ARTICLE -

☆ ☆ ☆ ☆

I’m starting to think that Gotham might be the best comic book adaptation to ever make it to the small screen. That doesn’t necessarily mean it’s good; I’ve still got my problems with it (then again, what do I know? It’s already been renewed for a second season). But ongoing serial superhero comics are all about the illusion of change, with Bold New Directions that circle right back to the beginning. At best, this allows our decades-old heroes to tip-toe forward in emotional and narrative progress, but in such a way that feels almost invisible to the reader.
By that assessment, Gotham is doing a remarkable of job of pretending like it’s going somewhere, or that its story is somehow progressing, when in fact, we’re just spinning our wheels. Or perhaps a more appropriate metaphor, given the topic of the episode, would be the Electric Slide, since we’re basically just shuffling left and right and then turning around in a square.

☆ ☆ ☆ ☆

YOUR TASKS -
#1 Substitute "Cha-Cha Slide" for "Electric Slide" and write out the part of the Gotham review starting with "By that assessment, Gotham" and going on through "in a square.".
#2 Pick up the review of Gotham after its final sentence and continue it.

☆ ☆ ☆ ☆

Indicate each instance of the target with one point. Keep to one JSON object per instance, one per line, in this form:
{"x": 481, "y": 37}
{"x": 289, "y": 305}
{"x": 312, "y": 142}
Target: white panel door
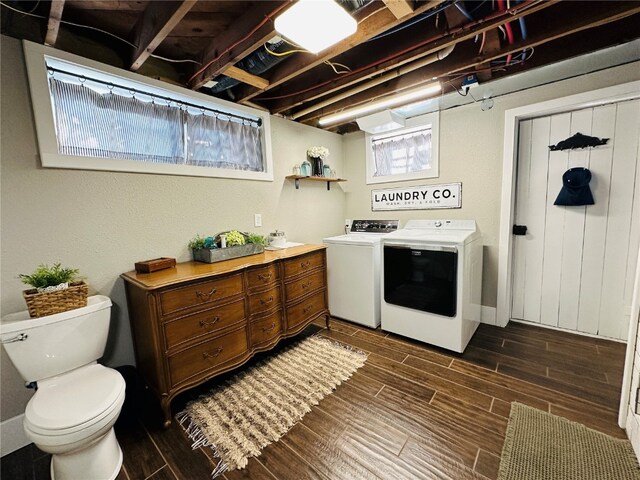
{"x": 572, "y": 268}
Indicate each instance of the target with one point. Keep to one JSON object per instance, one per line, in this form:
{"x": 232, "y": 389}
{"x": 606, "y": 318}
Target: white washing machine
{"x": 353, "y": 271}
{"x": 432, "y": 282}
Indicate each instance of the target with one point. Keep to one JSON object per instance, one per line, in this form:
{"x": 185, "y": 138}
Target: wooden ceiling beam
{"x": 246, "y": 77}
{"x": 400, "y": 8}
{"x": 248, "y": 33}
{"x": 617, "y": 11}
{"x": 153, "y": 26}
{"x": 373, "y": 24}
{"x": 397, "y": 59}
{"x": 53, "y": 25}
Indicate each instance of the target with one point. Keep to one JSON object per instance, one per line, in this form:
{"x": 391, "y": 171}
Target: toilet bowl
{"x": 77, "y": 400}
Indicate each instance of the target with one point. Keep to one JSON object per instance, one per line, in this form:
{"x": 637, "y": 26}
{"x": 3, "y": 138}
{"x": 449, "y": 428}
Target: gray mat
{"x": 542, "y": 446}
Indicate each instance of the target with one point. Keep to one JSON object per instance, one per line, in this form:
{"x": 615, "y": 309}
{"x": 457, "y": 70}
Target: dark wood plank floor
{"x": 412, "y": 412}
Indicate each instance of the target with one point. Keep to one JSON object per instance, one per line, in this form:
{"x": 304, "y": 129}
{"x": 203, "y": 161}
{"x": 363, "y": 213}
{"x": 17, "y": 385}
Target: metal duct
{"x": 434, "y": 57}
{"x": 260, "y": 60}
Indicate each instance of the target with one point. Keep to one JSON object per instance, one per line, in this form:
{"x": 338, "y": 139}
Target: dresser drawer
{"x": 305, "y": 310}
{"x": 304, "y": 285}
{"x": 258, "y": 277}
{"x": 304, "y": 263}
{"x": 200, "y": 293}
{"x": 263, "y": 301}
{"x": 203, "y": 323}
{"x": 207, "y": 356}
{"x": 265, "y": 329}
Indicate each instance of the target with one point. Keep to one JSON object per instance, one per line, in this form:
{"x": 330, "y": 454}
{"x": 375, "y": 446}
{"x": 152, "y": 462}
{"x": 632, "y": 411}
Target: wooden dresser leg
{"x": 165, "y": 404}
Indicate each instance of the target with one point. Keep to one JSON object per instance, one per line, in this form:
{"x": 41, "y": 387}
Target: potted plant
{"x": 55, "y": 289}
{"x": 226, "y": 245}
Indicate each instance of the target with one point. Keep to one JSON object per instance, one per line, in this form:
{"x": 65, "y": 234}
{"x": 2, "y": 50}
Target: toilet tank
{"x": 57, "y": 343}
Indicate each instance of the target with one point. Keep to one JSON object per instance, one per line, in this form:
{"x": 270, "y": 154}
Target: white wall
{"x": 471, "y": 152}
{"x": 632, "y": 370}
{"x": 103, "y": 222}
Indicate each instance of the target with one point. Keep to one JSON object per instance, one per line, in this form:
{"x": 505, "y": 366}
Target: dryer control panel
{"x": 374, "y": 226}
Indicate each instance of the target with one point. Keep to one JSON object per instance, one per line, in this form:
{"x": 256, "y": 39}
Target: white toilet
{"x": 77, "y": 401}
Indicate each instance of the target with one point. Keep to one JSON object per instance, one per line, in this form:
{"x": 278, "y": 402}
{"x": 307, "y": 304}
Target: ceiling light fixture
{"x": 315, "y": 24}
{"x": 382, "y": 104}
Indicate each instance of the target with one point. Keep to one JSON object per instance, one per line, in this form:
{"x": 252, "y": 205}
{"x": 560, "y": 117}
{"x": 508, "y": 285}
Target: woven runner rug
{"x": 259, "y": 405}
{"x": 542, "y": 446}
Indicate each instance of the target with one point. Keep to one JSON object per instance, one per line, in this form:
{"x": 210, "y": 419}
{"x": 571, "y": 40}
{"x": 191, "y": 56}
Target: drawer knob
{"x": 269, "y": 328}
{"x": 213, "y": 354}
{"x": 210, "y": 323}
{"x": 205, "y": 296}
{"x": 266, "y": 301}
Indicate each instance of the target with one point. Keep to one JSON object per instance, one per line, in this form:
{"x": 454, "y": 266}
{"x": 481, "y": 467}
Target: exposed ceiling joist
{"x": 616, "y": 12}
{"x": 424, "y": 47}
{"x": 246, "y": 77}
{"x": 153, "y": 26}
{"x": 389, "y": 52}
{"x": 370, "y": 26}
{"x": 249, "y": 32}
{"x": 400, "y": 8}
{"x": 53, "y": 25}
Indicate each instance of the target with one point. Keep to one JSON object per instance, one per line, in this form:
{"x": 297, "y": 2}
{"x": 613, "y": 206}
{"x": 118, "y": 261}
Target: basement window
{"x": 95, "y": 117}
{"x": 410, "y": 153}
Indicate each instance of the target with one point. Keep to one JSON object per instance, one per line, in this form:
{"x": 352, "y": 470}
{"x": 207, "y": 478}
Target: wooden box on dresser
{"x": 197, "y": 320}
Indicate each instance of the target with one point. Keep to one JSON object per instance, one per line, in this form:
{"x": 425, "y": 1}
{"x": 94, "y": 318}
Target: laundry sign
{"x": 422, "y": 197}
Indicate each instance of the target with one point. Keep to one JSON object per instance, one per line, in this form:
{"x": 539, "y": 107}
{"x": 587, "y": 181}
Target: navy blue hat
{"x": 575, "y": 188}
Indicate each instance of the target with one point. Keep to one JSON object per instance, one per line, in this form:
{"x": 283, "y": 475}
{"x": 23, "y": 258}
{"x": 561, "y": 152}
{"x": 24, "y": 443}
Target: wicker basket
{"x": 43, "y": 304}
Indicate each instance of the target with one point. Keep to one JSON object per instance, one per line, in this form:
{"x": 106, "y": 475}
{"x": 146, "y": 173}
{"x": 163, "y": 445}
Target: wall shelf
{"x": 329, "y": 180}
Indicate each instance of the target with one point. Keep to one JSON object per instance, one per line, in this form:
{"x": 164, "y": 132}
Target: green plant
{"x": 197, "y": 242}
{"x": 46, "y": 276}
{"x": 257, "y": 239}
{"x": 234, "y": 237}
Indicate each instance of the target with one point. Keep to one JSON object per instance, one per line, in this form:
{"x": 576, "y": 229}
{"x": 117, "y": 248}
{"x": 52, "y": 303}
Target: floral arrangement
{"x": 318, "y": 152}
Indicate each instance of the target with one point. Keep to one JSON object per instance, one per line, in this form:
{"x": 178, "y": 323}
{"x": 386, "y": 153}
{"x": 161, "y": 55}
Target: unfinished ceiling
{"x": 229, "y": 49}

☆ ☆ ☆ ☆

RESULTS BY TASK -
#1
By that assessment, Gotham is doing a remarkable of job of pretending like it’s going somewhere, or that its story is somehow progressing, when in fact, we’re just spinning our wheels. Or perhaps a more appropriate metaphor, given the topic of the episode, would be the Cha-Cha Slide, since we’re basically just shuffling left and right and then turning around in a square.

#2
The Blackout at GCPD
Remember that time that Jim Gordon was transferred over to Arkham Asylum? And we were there for one episode, and the Director was killed, and everything was kind of left up in the air and it seemed like an interesting new direction for the show? Well don’t worry about that, because Gordon is back with GCPD, and all it took was a little blackmail against the otherwise-absent Commissioner Loeb, who gives Gordon 24 hours to capture the escaped Gruber, who is actually Buchinsky, who is actually the Electrocutioner, and whose trail of surnames seemed to be entirely motivated by surprising the audience with a Real Live Bat-Supervillain.
And Electrocutioner does indeed come off as a menacing threat, with more creative camerawork like in the last episode. Adding to the creepiness, Dr. Thompkins shows up at GCPD with an ugly-looking doll made by the resident sorceress of Arkham (seriously), which Gordon somehow recognizes as representing Sal Maroni, leading to an uneasy truce between our Boy Scout Cop and our Stereotypically Italian Mafia Don. Much like the earlier Gordon-Cobblepot alliance, I was excited by the prospect of Gordon working with crooks to deal with other crooks, but this alliance was similarly short-lived.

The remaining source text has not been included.